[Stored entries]
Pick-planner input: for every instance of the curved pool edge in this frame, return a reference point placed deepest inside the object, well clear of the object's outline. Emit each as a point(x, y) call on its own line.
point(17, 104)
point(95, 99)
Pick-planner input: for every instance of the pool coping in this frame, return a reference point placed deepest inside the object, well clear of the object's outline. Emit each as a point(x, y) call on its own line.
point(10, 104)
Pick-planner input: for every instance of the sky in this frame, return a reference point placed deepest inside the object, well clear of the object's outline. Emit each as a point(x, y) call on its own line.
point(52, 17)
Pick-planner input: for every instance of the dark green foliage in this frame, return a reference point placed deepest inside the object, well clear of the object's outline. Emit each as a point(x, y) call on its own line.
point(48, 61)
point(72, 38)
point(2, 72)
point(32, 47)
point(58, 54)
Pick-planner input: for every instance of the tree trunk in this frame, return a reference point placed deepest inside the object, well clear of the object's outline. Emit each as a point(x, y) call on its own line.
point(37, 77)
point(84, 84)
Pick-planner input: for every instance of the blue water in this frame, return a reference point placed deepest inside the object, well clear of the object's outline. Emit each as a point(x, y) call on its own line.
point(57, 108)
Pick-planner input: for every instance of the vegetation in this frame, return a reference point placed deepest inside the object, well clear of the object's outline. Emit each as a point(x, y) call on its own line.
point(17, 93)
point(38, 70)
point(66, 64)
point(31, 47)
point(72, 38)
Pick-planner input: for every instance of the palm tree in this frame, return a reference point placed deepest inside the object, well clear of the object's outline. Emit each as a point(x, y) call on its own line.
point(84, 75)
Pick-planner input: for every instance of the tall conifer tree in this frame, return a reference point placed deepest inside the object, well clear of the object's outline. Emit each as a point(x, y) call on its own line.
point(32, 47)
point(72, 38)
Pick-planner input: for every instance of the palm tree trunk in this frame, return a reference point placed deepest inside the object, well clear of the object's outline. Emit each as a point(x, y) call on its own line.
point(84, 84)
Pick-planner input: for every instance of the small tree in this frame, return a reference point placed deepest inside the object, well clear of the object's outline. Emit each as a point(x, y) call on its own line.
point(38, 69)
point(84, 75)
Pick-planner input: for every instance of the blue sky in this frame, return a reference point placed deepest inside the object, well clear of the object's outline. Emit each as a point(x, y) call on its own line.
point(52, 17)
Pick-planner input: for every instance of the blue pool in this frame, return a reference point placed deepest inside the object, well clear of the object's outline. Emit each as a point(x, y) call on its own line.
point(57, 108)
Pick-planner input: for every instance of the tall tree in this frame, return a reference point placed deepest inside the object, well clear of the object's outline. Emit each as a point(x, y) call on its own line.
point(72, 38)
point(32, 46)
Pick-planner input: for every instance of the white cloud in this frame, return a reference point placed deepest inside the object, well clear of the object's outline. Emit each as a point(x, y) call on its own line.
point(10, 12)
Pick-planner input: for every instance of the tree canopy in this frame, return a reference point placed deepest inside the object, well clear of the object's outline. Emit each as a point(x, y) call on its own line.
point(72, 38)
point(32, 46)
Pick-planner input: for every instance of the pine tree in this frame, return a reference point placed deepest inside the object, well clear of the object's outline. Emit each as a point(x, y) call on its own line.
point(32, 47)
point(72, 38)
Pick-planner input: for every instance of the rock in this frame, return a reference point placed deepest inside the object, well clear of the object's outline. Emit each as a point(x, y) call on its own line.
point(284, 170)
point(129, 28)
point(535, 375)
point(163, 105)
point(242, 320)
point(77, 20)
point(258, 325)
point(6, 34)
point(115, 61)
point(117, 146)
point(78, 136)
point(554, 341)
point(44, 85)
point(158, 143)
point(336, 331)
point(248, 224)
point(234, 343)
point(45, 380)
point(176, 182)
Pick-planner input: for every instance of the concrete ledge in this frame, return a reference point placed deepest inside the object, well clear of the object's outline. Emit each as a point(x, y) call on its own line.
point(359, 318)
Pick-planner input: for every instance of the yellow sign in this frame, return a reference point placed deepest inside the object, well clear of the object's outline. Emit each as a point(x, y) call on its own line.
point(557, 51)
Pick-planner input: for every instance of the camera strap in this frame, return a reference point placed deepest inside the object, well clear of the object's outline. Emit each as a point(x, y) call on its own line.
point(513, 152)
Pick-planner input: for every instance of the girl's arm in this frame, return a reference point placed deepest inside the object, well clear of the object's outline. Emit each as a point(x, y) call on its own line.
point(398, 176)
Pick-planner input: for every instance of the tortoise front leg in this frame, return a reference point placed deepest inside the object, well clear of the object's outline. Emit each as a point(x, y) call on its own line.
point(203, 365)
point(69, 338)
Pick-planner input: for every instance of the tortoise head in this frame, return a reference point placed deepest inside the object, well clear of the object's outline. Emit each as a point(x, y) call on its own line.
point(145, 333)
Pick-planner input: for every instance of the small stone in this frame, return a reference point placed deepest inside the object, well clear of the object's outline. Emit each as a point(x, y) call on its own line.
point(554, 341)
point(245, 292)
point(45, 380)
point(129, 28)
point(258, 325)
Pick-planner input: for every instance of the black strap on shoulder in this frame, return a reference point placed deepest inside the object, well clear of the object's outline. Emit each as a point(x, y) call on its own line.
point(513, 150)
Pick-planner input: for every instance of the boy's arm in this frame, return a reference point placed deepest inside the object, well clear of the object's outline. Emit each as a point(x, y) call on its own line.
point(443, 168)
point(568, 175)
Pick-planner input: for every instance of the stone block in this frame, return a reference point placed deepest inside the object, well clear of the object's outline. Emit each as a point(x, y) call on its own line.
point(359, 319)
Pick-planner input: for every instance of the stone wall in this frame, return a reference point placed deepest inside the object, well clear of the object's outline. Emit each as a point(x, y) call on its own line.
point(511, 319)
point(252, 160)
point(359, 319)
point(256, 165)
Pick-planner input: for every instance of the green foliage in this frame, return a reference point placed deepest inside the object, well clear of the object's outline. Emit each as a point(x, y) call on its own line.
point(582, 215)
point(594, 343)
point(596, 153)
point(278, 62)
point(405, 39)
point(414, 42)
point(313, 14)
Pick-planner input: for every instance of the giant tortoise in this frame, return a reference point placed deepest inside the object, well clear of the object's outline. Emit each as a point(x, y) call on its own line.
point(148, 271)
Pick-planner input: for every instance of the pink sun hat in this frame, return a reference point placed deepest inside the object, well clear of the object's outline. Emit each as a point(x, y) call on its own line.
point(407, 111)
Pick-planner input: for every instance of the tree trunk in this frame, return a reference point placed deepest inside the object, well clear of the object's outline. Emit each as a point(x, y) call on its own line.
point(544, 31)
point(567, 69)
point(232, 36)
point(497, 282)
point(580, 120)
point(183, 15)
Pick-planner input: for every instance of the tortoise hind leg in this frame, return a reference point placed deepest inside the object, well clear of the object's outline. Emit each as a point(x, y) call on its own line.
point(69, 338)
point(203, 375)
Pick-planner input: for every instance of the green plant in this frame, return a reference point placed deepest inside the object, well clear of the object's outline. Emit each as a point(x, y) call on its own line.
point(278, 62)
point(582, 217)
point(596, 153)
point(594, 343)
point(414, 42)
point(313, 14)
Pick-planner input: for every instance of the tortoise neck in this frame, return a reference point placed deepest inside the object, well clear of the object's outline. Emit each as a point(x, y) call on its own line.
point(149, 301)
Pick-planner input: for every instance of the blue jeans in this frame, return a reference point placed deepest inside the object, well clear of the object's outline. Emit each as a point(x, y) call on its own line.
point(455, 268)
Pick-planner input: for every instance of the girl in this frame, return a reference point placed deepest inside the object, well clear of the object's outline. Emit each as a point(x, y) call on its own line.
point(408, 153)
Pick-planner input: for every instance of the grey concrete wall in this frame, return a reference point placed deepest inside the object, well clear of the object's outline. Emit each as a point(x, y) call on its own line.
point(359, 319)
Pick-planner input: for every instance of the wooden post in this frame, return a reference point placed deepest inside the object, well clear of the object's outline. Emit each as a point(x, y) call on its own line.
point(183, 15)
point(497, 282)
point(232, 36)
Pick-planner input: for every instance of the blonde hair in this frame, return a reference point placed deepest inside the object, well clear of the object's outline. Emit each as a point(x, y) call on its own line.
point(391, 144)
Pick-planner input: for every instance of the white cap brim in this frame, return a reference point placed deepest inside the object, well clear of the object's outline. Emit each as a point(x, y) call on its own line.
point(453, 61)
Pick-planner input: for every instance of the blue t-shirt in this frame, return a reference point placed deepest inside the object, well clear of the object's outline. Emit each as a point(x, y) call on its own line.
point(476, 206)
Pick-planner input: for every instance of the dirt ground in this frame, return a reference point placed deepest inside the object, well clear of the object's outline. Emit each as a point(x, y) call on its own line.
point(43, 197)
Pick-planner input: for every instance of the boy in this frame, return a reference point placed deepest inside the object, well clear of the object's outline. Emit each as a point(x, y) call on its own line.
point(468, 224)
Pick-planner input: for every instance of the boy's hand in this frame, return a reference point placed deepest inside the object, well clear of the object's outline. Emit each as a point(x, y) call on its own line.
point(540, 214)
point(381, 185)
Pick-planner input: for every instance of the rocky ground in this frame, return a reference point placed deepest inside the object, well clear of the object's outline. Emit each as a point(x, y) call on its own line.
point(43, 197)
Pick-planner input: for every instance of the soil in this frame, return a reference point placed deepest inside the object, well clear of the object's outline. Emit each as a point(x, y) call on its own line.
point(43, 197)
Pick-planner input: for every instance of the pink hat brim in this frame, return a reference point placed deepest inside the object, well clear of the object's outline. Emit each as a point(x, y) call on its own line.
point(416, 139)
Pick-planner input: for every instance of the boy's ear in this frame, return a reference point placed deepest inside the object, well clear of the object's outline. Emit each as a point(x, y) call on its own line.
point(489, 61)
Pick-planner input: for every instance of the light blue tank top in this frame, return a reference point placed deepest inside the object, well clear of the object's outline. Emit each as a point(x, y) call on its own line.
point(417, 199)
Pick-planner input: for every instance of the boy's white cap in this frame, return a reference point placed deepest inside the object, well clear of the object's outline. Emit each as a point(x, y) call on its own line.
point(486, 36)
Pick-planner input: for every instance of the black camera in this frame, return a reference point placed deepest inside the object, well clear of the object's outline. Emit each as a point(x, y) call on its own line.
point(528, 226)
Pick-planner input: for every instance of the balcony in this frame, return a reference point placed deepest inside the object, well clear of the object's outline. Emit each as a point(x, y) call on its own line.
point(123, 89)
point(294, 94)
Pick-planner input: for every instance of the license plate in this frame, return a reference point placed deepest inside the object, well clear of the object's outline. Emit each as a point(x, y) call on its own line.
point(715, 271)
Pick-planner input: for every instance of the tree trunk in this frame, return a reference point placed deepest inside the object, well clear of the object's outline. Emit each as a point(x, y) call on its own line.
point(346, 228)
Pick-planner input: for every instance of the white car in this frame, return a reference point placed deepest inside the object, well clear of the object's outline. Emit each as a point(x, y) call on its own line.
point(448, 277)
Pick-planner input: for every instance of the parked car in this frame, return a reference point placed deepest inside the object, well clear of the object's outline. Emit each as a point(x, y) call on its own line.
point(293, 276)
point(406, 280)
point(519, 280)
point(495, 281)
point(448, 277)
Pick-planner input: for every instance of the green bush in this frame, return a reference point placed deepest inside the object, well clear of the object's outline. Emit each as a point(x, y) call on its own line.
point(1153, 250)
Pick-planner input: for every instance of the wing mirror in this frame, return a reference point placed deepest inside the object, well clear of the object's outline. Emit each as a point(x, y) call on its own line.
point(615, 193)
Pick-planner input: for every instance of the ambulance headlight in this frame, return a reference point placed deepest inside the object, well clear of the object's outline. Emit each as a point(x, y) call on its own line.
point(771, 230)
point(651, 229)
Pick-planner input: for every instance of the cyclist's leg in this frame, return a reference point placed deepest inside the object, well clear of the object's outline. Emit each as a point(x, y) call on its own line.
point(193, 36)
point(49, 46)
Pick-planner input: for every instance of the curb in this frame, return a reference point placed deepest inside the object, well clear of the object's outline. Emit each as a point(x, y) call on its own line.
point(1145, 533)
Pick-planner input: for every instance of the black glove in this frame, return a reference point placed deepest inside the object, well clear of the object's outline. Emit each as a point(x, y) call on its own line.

**What the exercise asks:** Format everything above, from the line containing "Pick-planner input: for every instance of the parked" down to the line containing "point(651, 229)", as a JSON list of strings with one string per line and blank lines dropped.

**Answer to this problem:**
[
  "Pick-planner input: for every instance of the parked car in this frame, return a reference point placed deepest inside the object, well clear of the object's outline. Emit each as a point(x, y) call on its own line.",
  "point(293, 276)",
  "point(406, 280)",
  "point(519, 280)",
  "point(495, 281)",
  "point(448, 277)",
  "Pick-planner input: for every instance of the green bush in this frame, return a reference point placed deepest inside the object, well clear of the object's outline. Emit each as a point(x, y) call on its own line.",
  "point(1153, 250)",
  "Pick-planner input: for every instance of the wing mirror in this frame, return a reference point placed deepest inside the object, well clear of the object's outline. Emit each as a point(x, y) call on its own line.",
  "point(615, 193)",
  "Pick-planner input: for every instance of the ambulance headlight in this frame, return a reference point placed deepest inside the object, well clear of the object's outline. Emit each as a point(x, y) call on its own line.",
  "point(771, 230)",
  "point(651, 229)"
]